- Passage provided:
..........

March 31, 2014

MUENSTER, SASK. – One benefit of liberal arts colleges is they encourage students to critically analyze information and sort through ethical questions, says a Saskatoon sociologist.

Catholic colleges such as St. Peter's in Muenster and St. Thomas More College in Saskatoon go further than other colleges in developing character by encouraging the moral development of students, Darrell McLaughlin said at a campus ministry luncheon.

"As a Catholic college, we take very seriously the opportunity to nurture moral development," McLaughlin said.

Community service learning at STM incorporates the mission of building the moral character of students, he said.

The program combines classroom instruction with community service by placing students with community-based organizations. It strives to promote a more comprehensive and holistic understanding of subjects and social issues.

Students are removed from their comfort zones and placed in locations such as AIDS crisis centres, inner-city schools and community clinics in Saskatoon's core neighbourhoods.

Participants reflect on their experiences with their peers and supervisors. "We ask them (students), 'What did you expect?' and then afterward, 'Why were you wrong?'"

Intercordia, a branch of community service learning, is a service-learning program with a broader scope that extends to poor nations, McLaughlin said.

Intercordia participants, most of whom are female and less than 25 years in age, live for two months with host families.


Canadian students have lived with host families in small communities in the Andes of Ecuador, Honduras and the Dominican Republic. They often do not speak the languages of their host families and are not familiar with the cultures of their host countries.

..........

- Given records:
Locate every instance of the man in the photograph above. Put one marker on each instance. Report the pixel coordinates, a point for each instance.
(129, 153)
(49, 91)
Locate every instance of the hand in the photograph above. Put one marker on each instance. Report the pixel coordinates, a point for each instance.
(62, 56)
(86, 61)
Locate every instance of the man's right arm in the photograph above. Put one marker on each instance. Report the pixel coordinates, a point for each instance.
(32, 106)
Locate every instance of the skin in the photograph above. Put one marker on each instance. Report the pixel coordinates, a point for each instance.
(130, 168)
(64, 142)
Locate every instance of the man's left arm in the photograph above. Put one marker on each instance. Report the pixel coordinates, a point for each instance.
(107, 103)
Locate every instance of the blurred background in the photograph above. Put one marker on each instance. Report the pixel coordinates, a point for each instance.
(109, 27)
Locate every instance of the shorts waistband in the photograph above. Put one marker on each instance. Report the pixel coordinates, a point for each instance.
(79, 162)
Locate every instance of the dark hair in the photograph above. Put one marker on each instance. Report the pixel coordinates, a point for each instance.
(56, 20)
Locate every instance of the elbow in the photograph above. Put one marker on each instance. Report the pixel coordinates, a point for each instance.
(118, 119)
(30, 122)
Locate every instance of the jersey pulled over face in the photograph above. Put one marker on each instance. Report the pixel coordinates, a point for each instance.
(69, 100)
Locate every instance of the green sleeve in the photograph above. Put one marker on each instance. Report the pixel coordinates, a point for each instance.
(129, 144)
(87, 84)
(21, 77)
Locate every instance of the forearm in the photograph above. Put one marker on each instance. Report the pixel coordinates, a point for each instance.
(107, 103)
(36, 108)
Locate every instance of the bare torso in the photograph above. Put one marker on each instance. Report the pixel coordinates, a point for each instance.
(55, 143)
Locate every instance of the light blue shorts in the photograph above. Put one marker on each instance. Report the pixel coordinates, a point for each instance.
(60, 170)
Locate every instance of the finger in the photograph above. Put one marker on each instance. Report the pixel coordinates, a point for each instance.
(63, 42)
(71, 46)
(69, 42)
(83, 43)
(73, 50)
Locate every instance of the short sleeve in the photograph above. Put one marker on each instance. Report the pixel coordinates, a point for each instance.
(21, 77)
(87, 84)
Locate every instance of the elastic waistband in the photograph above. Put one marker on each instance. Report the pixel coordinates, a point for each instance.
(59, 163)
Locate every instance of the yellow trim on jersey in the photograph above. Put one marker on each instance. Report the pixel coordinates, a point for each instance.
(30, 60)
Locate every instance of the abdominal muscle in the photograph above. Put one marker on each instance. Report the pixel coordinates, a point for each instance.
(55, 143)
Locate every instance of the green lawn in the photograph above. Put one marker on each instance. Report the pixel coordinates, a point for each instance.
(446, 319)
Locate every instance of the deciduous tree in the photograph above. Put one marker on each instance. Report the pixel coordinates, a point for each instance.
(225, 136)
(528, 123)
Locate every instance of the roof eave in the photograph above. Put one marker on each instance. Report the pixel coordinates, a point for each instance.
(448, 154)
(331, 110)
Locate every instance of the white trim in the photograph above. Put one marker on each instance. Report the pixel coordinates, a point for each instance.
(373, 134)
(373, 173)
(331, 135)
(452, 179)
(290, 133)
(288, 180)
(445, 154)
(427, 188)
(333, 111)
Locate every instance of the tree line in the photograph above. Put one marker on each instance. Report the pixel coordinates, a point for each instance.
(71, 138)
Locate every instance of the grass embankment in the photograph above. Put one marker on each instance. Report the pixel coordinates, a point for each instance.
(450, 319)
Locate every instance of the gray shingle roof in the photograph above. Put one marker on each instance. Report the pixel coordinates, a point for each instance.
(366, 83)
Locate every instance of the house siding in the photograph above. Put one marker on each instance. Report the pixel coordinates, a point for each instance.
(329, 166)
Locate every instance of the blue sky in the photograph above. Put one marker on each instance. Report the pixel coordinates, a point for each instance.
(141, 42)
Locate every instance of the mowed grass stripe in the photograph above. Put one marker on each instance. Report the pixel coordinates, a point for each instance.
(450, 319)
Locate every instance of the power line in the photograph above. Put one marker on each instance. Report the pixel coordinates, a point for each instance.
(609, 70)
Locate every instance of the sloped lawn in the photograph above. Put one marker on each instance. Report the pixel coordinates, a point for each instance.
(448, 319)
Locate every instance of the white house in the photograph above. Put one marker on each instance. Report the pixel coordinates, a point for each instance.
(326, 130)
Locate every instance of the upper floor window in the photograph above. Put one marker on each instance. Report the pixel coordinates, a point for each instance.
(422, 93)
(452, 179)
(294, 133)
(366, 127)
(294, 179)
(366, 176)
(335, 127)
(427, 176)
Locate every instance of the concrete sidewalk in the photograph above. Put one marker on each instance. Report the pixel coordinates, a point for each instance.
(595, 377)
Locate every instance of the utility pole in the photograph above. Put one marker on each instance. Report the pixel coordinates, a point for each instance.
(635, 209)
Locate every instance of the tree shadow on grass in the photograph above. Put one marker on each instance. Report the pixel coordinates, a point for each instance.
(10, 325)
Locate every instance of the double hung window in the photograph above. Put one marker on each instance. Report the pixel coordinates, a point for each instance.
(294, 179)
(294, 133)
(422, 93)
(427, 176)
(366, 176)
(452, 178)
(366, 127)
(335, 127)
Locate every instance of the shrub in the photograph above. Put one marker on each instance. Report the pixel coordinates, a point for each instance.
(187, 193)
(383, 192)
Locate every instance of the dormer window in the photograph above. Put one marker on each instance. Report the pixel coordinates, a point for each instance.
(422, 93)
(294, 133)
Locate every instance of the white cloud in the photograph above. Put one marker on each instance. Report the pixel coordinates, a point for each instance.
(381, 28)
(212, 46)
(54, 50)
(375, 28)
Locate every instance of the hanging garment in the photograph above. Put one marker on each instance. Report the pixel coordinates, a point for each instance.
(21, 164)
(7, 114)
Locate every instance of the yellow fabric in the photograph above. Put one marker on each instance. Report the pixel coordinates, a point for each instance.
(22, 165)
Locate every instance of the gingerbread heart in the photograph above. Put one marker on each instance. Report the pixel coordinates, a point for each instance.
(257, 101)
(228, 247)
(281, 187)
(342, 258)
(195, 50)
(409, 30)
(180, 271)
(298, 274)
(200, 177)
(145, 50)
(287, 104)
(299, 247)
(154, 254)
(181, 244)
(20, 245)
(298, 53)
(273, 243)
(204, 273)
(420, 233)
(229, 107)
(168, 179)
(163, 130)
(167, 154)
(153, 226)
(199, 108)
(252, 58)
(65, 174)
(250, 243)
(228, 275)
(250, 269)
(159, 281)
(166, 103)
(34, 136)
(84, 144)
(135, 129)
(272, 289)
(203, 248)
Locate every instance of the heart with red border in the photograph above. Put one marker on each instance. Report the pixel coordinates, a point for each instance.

..........

- Your instructions: Reproduce the article from "Participants reflect on" up to and including "with host families.", renaming "host families" as "local families". The items after the article are separate material unrelated to it.

- Solution for this task:
Participants reflect on their experiences with their peers and supervisors. "We ask them (students), 'What did you expect?' and then afterward, 'Why were you wrong?'"

Intercordia, a branch of community service learning, is a service-learning program with a broader scope that extends to poor nations, McLaughlin said.

Intercordia participants, most of whom are female and less than 25 years in age, live for two months with local families.